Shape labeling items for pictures
+---+
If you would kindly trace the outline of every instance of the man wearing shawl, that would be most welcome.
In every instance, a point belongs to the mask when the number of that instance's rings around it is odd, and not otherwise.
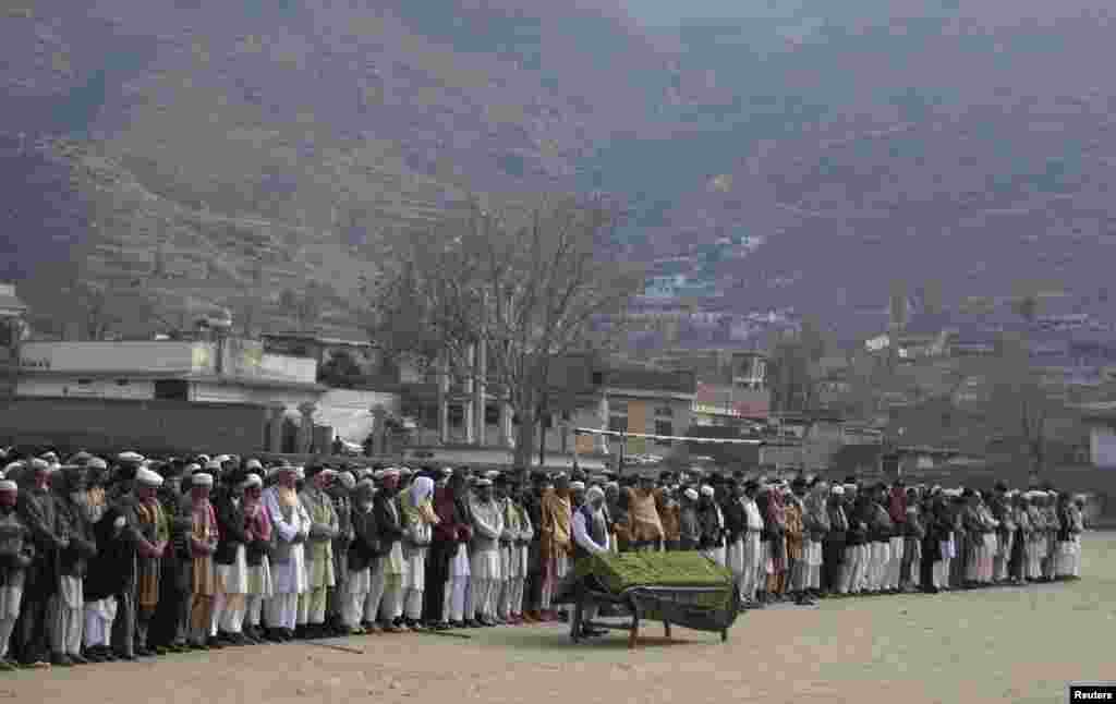
[[[244,607],[248,594],[248,521],[241,499],[243,473],[228,472],[221,489],[213,499],[218,531],[221,539],[213,554],[217,594],[213,598],[213,628],[218,640],[230,645],[246,645],[243,637]]]
[[[345,626],[353,635],[366,633],[360,621],[367,621],[371,628],[376,628],[379,602],[368,608],[368,597],[372,592],[372,570],[379,560],[379,534],[376,531],[376,517],[373,513],[373,495],[376,485],[372,479],[362,479],[356,484],[352,503],[353,543],[348,554],[348,579],[345,581]]]
[[[85,625],[85,576],[97,554],[97,539],[85,510],[85,470],[69,465],[58,473],[58,517],[70,543],[58,556],[58,594],[50,605],[50,662],[85,664],[81,630]]]
[[[0,481],[0,671],[16,669],[8,646],[23,598],[23,573],[31,566],[31,531],[16,512],[19,486]]]
[[[442,620],[456,628],[465,625],[465,592],[470,577],[469,543],[473,537],[466,493],[464,471],[458,470],[450,476],[435,507],[439,522],[434,527],[434,546],[440,556],[439,565],[444,566],[445,575]]]
[[[829,515],[829,532],[821,546],[822,579],[825,594],[839,594],[841,586],[841,563],[845,559],[845,542],[848,540],[848,515],[845,513],[845,488],[834,484],[826,498]]]
[[[608,523],[605,520],[604,505],[605,492],[599,486],[590,486],[586,492],[585,503],[574,512],[574,557],[576,560],[585,560],[594,554],[608,554],[612,551],[609,546]],[[597,615],[595,605],[587,605],[583,610],[585,621],[591,621]],[[575,636],[599,636],[607,631],[594,630],[583,626],[580,634]]]
[[[767,515],[763,517],[763,523],[771,543],[767,594],[772,599],[779,600],[787,588],[787,507],[783,503],[782,489],[779,486],[772,486],[767,498]]]
[[[163,553],[171,541],[170,527],[158,501],[163,478],[147,467],[136,471],[133,482],[134,501],[129,502],[129,520],[135,518],[133,540],[136,551],[135,631],[132,648],[141,657],[154,655],[148,644],[151,623],[158,607],[160,577]],[[128,647],[125,646],[125,652]]]
[[[406,525],[400,511],[398,482],[398,471],[386,471],[379,491],[373,500],[382,553],[372,576],[369,608],[376,609],[384,630],[388,633],[404,630],[403,577],[406,575],[407,565],[403,557],[402,540]]]
[[[69,546],[66,527],[58,519],[58,504],[50,491],[50,465],[36,457],[19,491],[17,511],[31,531],[35,558],[25,572],[23,604],[16,627],[22,663],[45,667],[49,660],[49,604],[58,591],[58,553]]]
[[[507,614],[514,624],[523,623],[523,590],[527,585],[527,573],[529,569],[530,546],[535,538],[535,527],[531,524],[531,517],[520,498],[513,492],[509,498],[509,514],[518,518],[519,528],[511,546],[511,565],[509,569],[510,599],[507,605]]]
[[[213,596],[217,594],[217,575],[213,553],[217,552],[220,532],[217,512],[210,503],[213,475],[198,472],[191,478],[190,489],[190,636],[195,649],[218,646],[210,637],[213,627]]]
[[[661,550],[664,542],[663,521],[656,505],[655,478],[644,473],[639,484],[627,490],[631,547],[636,551]]]
[[[716,502],[716,490],[709,484],[701,488],[698,520],[701,523],[701,551],[721,567],[725,566],[724,514]]]
[[[324,637],[326,624],[326,597],[336,584],[334,575],[334,538],[339,532],[334,502],[326,493],[333,483],[333,470],[311,466],[307,473],[306,488],[299,501],[310,517],[310,532],[306,542],[307,589],[298,597],[298,626],[306,637]]]
[[[558,581],[569,571],[569,556],[573,549],[573,508],[569,496],[569,481],[559,475],[554,489],[543,491],[540,501],[539,552],[542,561],[542,613],[541,620],[556,618],[550,600]]]
[[[802,558],[806,565],[806,580],[802,590],[807,597],[821,596],[822,546],[829,534],[829,510],[826,499],[829,486],[816,482],[802,501]]]
[[[337,515],[337,537],[334,538],[334,579],[336,585],[326,598],[326,620],[334,635],[345,635],[348,627],[344,624],[345,595],[348,594],[345,581],[348,579],[348,549],[353,543],[353,490],[356,489],[356,476],[345,471],[329,486],[329,498],[334,502],[334,513]]]
[[[492,496],[492,480],[477,482],[469,511],[473,520],[473,541],[470,556],[472,589],[469,592],[465,617],[482,626],[496,626],[493,589],[500,579],[500,538],[503,536],[503,513]]]
[[[298,597],[307,589],[306,539],[310,533],[310,515],[298,500],[298,470],[276,469],[276,484],[263,492],[263,505],[271,520],[276,546],[271,556],[271,579],[275,596],[268,602],[268,627],[272,637],[290,640],[298,621]]]
[[[251,464],[249,464],[251,466]],[[263,602],[275,591],[271,584],[271,518],[262,502],[263,480],[259,474],[249,474],[241,484],[241,512],[244,514],[244,565],[248,579],[244,592],[244,637],[250,643],[262,643],[263,631],[260,619]]]
[[[403,534],[403,559],[407,567],[403,576],[404,623],[412,630],[423,630],[423,590],[426,588],[426,556],[437,525],[432,501],[434,480],[419,476],[401,500],[405,531]]]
+---+
*Instructions to follow:* Print the stretch of the records from their first line through the line containing "In every instance, a", both ends included, reproducing each line verbatim.

*Solution for this task:*
If you would kindly trace the outline of every instance of the man wearing shawl, that would be most welcome.
In every instance, a point belongs to the mask when the number of that instance's rings around it is odd, and not otherwise.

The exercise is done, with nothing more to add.